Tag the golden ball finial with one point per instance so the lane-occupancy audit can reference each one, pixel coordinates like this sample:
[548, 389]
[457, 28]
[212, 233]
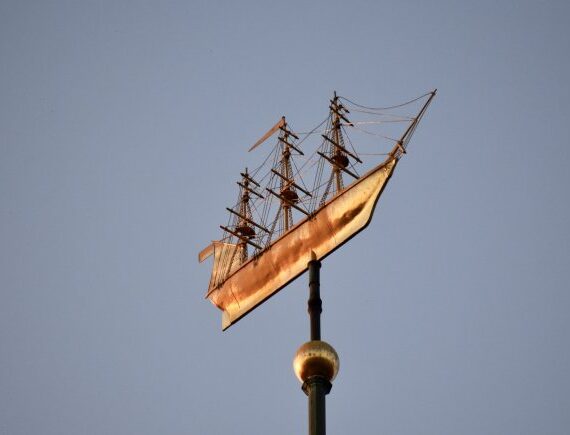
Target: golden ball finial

• **Your instructions**
Rewrite the records with "golden ball finial" swapped for "gilded ball finial" and every other word unchanged, leaving out the pictures.

• **Output for this task**
Tag the gilded ball finial with one point per instance so the lane-occupancy audit can reference each one, pixel coordinates like this sample:
[548, 389]
[457, 28]
[212, 233]
Target: gilded ball finial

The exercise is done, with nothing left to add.